[[ Provided records, beginning ]]
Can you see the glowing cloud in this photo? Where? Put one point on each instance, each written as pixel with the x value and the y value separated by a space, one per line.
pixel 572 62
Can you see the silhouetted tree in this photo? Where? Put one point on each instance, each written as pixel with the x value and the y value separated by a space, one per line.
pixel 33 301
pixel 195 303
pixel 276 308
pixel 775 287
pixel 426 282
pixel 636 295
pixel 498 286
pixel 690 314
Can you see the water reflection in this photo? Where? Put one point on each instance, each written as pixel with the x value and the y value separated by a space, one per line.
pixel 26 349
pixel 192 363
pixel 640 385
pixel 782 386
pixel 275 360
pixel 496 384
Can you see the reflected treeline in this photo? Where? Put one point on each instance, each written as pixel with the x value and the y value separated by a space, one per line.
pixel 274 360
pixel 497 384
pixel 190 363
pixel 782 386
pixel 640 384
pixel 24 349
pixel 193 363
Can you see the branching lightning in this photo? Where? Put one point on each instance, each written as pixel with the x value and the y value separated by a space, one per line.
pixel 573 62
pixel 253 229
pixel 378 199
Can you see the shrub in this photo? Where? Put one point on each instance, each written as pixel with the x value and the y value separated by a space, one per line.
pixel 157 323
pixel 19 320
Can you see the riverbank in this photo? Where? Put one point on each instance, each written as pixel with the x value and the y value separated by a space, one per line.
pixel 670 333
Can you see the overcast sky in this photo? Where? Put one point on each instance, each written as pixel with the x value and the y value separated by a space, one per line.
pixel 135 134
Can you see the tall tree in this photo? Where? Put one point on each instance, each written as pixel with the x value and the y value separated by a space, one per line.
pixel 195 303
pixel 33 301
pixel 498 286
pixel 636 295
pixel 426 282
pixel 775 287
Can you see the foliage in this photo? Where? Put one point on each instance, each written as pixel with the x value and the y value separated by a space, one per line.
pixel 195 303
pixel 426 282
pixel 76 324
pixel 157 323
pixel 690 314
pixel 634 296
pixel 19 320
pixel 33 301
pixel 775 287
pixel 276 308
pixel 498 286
[[ Provided records, end ]]
**Task**
Would you please print every record exactly as written?

**Answer to this task**
Can you see the glowing cloud in this photo? Where? Put one point on each instance, each written as pixel with the x value and the y value separated by a space, one per line.
pixel 572 62
Can you see the silhouetted tree in this photo? Where? Put one point on each instance, each written as pixel with the x value and the y value separated by a space, one per line.
pixel 33 301
pixel 195 303
pixel 276 308
pixel 775 287
pixel 426 282
pixel 636 295
pixel 498 286
pixel 690 314
Can you see the water reflection in this photo? Where? Put one point on each instance, each written as pixel with the x value and the y value separated by a space, one per line.
pixel 26 349
pixel 192 363
pixel 640 385
pixel 782 386
pixel 275 360
pixel 496 384
Can you see the reflected treeline in this photo? Where? Put one point on each instance, each written as pixel with the x value and the y value separated by a space, one per line.
pixel 274 360
pixel 497 384
pixel 190 363
pixel 782 386
pixel 640 384
pixel 24 349
pixel 193 363
Can you see the branching lightning in this photo? Where? Put one point on each instance, each written as pixel with the x value and the y value separated by a space, one per line.
pixel 573 62
pixel 253 229
pixel 378 199
Can you see the shrub in this photo? Where? Put one point on each instance, each written as pixel with the x value and the y value separated by a space, one per line.
pixel 157 323
pixel 19 320
Can you see the riverbank in this photo? Where? Put one point on each instance, each written as pixel with the x value and the y value separated by a space, one per line.
pixel 670 333
Can you see the overcast sky in this photo? Where? Put one point on each instance, each written as pixel with the x value and the y value separated by a space, one per line.
pixel 135 134
Can you see the tall tree in this photo? Where? Put one point on each instance, each written as pixel with the x value and the y value separated by a space, one per line.
pixel 195 303
pixel 33 301
pixel 498 286
pixel 636 295
pixel 426 282
pixel 775 287
Can you see the foliage in this photo? Where? Put one point on each instance, each written as pixel with the x value and the y value separated by a space, one per line.
pixel 195 303
pixel 426 282
pixel 76 324
pixel 157 323
pixel 690 314
pixel 634 296
pixel 19 320
pixel 33 301
pixel 775 287
pixel 276 308
pixel 498 286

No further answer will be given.